··· Texto de apoio

- Folha de S. Paulo
Não há motivo para criar discriminações extras contra os mais velhos
Hoje eu estou bravo. Ainda não tenho 60 anos, de modo que certos prefeitos podem dormir tranquilos. Mas, se tivesse e algum alcaide populista tentasse me impedir de fazer o que é facultado a qualquer um com 59 anos, eu resistiria, recorrendo à força se preciso. O direito, afinal, autoriza cidadãos a usar de todos os meios necessários para repelir injusta agressão.
Estou falando de iniciativas, como a do prefeito de Porto Alegre, Nelson Marchezan Júnior, de multar maiores de 60 anos que estejam circulando pela cidade sem justificativa, e de ideias, como a do alcaide carioca, Marcelo Crivella, de impor hospedagem compulsória a idosos em hotéis.
Sim, vivemos tempos excepcionais que justificam medidas excepcionais. Entendo e defendo que se instituam restrições momentâneas aos direitos de ir e vir e de reunião, mas não há nenhum motivo para estabelecer discriminações extras contra os mais velhos. A circulação de idosos não representa uma ameaça maior para a sociedade do que a de jovens; o perigo que saídas desnecessárias implicam para o próprio sujeito é do âmbito da autonomia individual.
Não quero, com essas observações, negar que pessoas mais velhas corram mais risco com a Covid-19. As estatísticas deixam isso muito claro. Os idosos devem mesmo se precaver. Vou mais longe: as famílias têm legitimidade para usar de todos os artifícios da chantagem emocional para demover pais e avós da superexposição, mas não cabe aqui tutela por parte de nenhuma autoridade.
Não é preciso mais do que um simples experimento mental para ver o absurdo da coisa. Negros, pela maior prevalência de hipertensão arterial e diabetes, também estão sob maior risco de desenvolver quadros severos de Covid-19. Vamos então proibir esse grupo étnico de circular "sem justificativa"?
Vivemos um momento difícil, que exige ações assertivas, mas nada justifica a criação de novos apartheids.

······
··· Dados fornecidos

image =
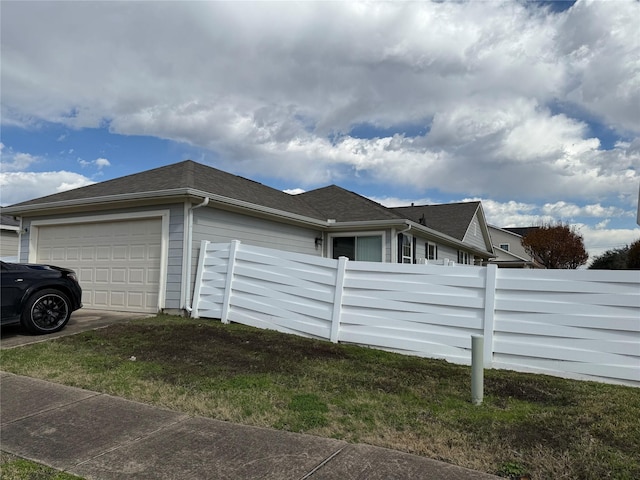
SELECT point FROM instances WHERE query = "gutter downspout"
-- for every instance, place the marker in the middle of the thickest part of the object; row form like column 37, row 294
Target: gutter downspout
column 187, row 281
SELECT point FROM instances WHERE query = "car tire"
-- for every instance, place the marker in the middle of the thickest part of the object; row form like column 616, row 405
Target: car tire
column 46, row 311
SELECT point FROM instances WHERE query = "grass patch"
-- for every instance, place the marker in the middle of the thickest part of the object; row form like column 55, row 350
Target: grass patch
column 16, row 468
column 538, row 425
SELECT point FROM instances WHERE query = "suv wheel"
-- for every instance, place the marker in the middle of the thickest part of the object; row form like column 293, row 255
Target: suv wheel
column 46, row 311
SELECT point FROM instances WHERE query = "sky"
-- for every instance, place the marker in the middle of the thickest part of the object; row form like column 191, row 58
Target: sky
column 531, row 107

······

Enunciado: Digite de novo o trecho do texto de apoio que começa em "- Folha de S." e vai até "idosos em hotéis.".

Resposta do exercício:
- Folha de S. Paulo
Não há motivo para criar discriminações extras contra os mais velhos
Hoje eu estou bravo. Ainda não tenho 60 anos, de modo que certos prefeitos podem dormir tranquilos. Mas, se tivesse e algum alcaide populista tentasse me impedir de fazer o que é facultado a qualquer um com 59 anos, eu resistiria, recorrendo à força se preciso. O direito, afinal, autoriza cidadãos a usar de todos os meios necessários para repelir injusta agressão.
Estou falando de iniciativas, como a do prefeito de Porto Alegre, Nelson Marchezan Júnior, de multar maiores de 60 anos que estejam circulando pela cidade sem justificativa, e de ideias, como a do alcaide carioca, Marcelo Crivella, de impor hospedagem compulsória a idosos em hotéis.